:: The data ::
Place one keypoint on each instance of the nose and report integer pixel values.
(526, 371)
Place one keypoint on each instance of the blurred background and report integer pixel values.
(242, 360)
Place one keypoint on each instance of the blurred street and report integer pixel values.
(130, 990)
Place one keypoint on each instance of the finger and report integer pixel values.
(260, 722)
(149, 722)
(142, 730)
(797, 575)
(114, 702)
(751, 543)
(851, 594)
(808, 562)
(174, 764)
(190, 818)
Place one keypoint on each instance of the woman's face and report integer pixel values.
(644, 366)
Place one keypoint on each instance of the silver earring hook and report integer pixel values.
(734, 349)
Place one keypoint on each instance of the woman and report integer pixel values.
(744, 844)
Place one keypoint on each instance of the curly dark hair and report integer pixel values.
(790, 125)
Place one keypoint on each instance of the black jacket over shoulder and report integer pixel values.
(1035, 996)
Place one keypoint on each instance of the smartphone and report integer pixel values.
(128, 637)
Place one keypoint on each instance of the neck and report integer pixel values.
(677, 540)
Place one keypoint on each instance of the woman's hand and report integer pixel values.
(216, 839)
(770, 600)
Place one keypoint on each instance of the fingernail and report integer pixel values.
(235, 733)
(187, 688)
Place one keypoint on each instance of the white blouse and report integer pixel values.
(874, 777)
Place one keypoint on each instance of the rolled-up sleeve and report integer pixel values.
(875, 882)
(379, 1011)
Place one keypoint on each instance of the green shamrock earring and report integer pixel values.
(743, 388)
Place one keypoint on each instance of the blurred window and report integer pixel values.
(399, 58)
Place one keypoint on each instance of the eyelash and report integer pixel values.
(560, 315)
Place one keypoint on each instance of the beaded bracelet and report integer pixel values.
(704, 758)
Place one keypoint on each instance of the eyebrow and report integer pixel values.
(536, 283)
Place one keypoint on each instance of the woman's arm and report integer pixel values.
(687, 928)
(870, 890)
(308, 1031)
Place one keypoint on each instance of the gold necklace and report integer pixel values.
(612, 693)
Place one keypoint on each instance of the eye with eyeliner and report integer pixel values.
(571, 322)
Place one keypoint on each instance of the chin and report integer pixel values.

:: Given exercise ::
Repeat each record in full; every line must match exactly.

:: Task response ::
Place one keypoint on each instance of the nose and report integer pixel values.
(526, 371)
Place one keypoint on each instance of the blurred background and report integer pixel values.
(242, 360)
Place one keypoint on each instance of the blurred street and report integer pixel values.
(130, 990)
Place one keypoint on each instance of the finger and report integer pixel values.
(260, 722)
(149, 722)
(142, 730)
(797, 575)
(114, 702)
(751, 543)
(851, 594)
(808, 562)
(174, 764)
(190, 818)
Place one keypoint on each instance of the woman's face and report integer pixel values.
(644, 366)
Place one keypoint on each instance of the silver earring hook and report integer pixel values.
(734, 349)
Place one keypoint on each instance of the woman and report integer pixel values.
(744, 844)
Place one keypoint on each instance of the curly dark hair and report integer pixel values.
(790, 125)
Place one keypoint on each instance of the black jacket over shoulder and report integer pixel values.
(1035, 996)
Place one keypoint on each instance of the smartphone and report integer pixel values.
(128, 637)
Place one keypoint on each instance of the neck and report integer pixel values.
(677, 540)
Place one keypoint on each instance of the woman's hand and report integer pixel values.
(216, 839)
(770, 600)
Place one keypoint on each instance of the fingernail and report integer pixel values.
(235, 733)
(187, 688)
Place one keypoint on each instance of the white blouse and report integer pixel values.
(874, 777)
Place one keypoint on each instance of the rolled-up sleeve and report integer pixel values.
(875, 882)
(379, 1011)
Place one keypoint on each instance of the green shamrock earring and report integer pixel values.
(743, 388)
Place one keypoint on each instance of the blurred window and report integer pixel values.
(399, 58)
Place one keypoint on each instance of the eyelash and report integer pixel values.
(560, 315)
Place one keypoint on each instance of the beaded bracelet and report integer pixel values.
(704, 758)
Place one keypoint on each instance of the eyebrow and report integer pixel values.
(536, 283)
Place one keypoint on each instance of the woman's arm and report integer pixel values.
(687, 928)
(870, 890)
(308, 1031)
Place one keypoint on each instance of the gold necklace and report integer pixel values.
(612, 693)
Place one keypoint on each instance of the eye with eyeliner and report integer pixel values.
(571, 322)
Place one keypoint on each instance of the chin and report integer pixel values.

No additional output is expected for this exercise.